__Passage__:
The $5 Million Reason Advocating for Electric Co-Ops is so Important
When the Green Bay Packers took the field for Jordan Love’s very first home game as the team’s starting quarterback at Lambeau Field on Sunday, September 24, they were solid underdogs. Plagued by injuries and inexperience, the team was down 17 to 0 heading into the 4th quarter. No one thought they would win. But they did.
“I’ve never been a part of a win like this,” Packers coach Matt LaFleur said after the game. “The guys in the locker room, they believe. They believe in one another. And they continued to battle.”
The “never quit, keep fighting” fueled the team’s comeback with 18 unanswered points and a win. When you’re the underdogs, success is always a little sweeter.
It’s a position that electric cooperatives are very familiar with. Serving mostly rural areas, co-ops do more with less. Nationally, electric cooperatives serve an average of 5.7 consumers per mile of line for about $16,000 in annual revenue, compared to investor-owned utilities, which have, on average, 34 customers per mile of line and collect $75,500 in revenue. The job of restoring power following a winter storm in rural areas can be monumental.

__Dataset section__:
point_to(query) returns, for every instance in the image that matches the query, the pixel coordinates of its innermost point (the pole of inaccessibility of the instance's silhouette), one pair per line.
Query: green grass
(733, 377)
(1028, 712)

__What is expected__:
Continue the article on why advocating for electric co-ops matters, starting right after its last sentence.

__Output for this task__:
“The more miles of line, the longer it can take to locate issues and return to service,” Wisconsin Electric Cooperative Association (WECA) Vice President of Operations Tim Clay explained in written comments to the Public Service Commission of Wisconsin (PSC) related to the implementation of a grant aimed at strengthening the grid to prevent widespread outages. “Powerlines in rural areas generally run long distances to provide electricity to sparsely populated areas that cover large geographical areas and are more susceptible to high winds, ice, and other severe weather events.”
The Grid Resilience program, funded by the Infrastructure, Jobs, and Reinvestment Act (IIJA), is one small piece of the Biden Administration’s Investing in America agenda, which includes more than $50 billion for climate resilience. Recognizing that transitioning from baseload energy, such as coal and natural gas, to more intermittent resources, including wind and solar, could upset the aging apple cart that is the electric grid, the Department of Energy has dedicated much of the money to clean energy innovations and upgrades, but often times electric co-ops seeking these funds find they are out of their league.
“For example, the DOE’s Preventing Outages and Enhancing the Resilience of the Electric Grid grant program limits the number of projects, which means the size of an average application would require about $100 million in capital investments,” Clay said. “It’s not an option for most electric co-ops.”
For that reason, Clay argued to the PSC that the funds from the $10.24 million Grid Resilience and Innovation Partnerships (GRIP) program should be designated to smaller utilities because “this state-administered program is the only realistic program these entities are able to apply for without extensive development and consulting costs associated with consortium-based proposals for other programs…”
In funding the program, the federal government requires Wisconsin to dedicate at least 24% of the funds to smaller utilities. However, along with WECA, Oakdale Electric Cooperative, Eau Claire Energy Cooperative, and Polk-Burnett Electric Cooperative argued it should be more.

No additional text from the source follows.